Majelis Taklim ini bukan hanya sekedar wadah bagi masyarakat untuk
mendapatkan pengetahuan mengenai Islam saja tetapi menjadikan kawasan
yang religius dan Islami dengan menghilangkan citra negatif Kawasan Saritem.
Oleh karenanya keberadaan Majelis Taklim ini menjadi salah satu pintu
informasi bagi masyarakat sekitar dan menjadi sumber informasi khusunya
informasi mengenai Islam. Majelis Taklim ini dipimpin oleh seorang pemimpin
Pondok Pesantren Daar At-Taubah Al Islamiyah yang bernama KH. Ahmad
Haedar.

- - - -

• Soal Latihan
[a] Menurut teks tentang Majelis Taklim, siapa yang memimpin Majelis Taklim tersebut?
[b] Salin persis bagian teks tentang Majelis Taklim, dimulai dari kata-kata yang memuat "Majelis Taklim ini bukan" dan berhenti setelah "negatif Kawasan Saritem.".

• Cuplikan Data
- - - -

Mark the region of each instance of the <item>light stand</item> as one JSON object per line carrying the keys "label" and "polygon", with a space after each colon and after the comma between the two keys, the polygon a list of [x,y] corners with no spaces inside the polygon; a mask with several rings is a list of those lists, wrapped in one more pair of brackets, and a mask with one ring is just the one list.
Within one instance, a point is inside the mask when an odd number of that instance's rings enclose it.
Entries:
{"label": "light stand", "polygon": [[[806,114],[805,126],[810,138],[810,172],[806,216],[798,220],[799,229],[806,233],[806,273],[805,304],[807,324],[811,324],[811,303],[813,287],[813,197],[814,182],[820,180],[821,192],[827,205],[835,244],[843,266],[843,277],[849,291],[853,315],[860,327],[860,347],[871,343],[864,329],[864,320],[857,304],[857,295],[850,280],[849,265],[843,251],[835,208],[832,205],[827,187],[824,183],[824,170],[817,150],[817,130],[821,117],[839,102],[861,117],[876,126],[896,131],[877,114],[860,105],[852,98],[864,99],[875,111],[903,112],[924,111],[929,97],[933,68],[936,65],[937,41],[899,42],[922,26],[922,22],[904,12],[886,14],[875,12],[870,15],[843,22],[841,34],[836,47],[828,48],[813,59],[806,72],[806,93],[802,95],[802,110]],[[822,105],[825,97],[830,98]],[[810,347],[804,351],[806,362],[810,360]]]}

- - - -

• Pembahasan Soal
[a] Majelis Taklim itu dipimpin oleh KH. Ahmad Haedar, pemimpin Pondok Pesantren Daar At-Taubah Al Islamiyah.

[b]
Majelis Taklim ini bukan hanya sekedar wadah bagi masyarakat untuk
mendapatkan pengetahuan mengenai Islam saja tetapi menjadikan kawasan
yang religius dan Islami dengan menghilangkan citra negatif Kawasan Saritem.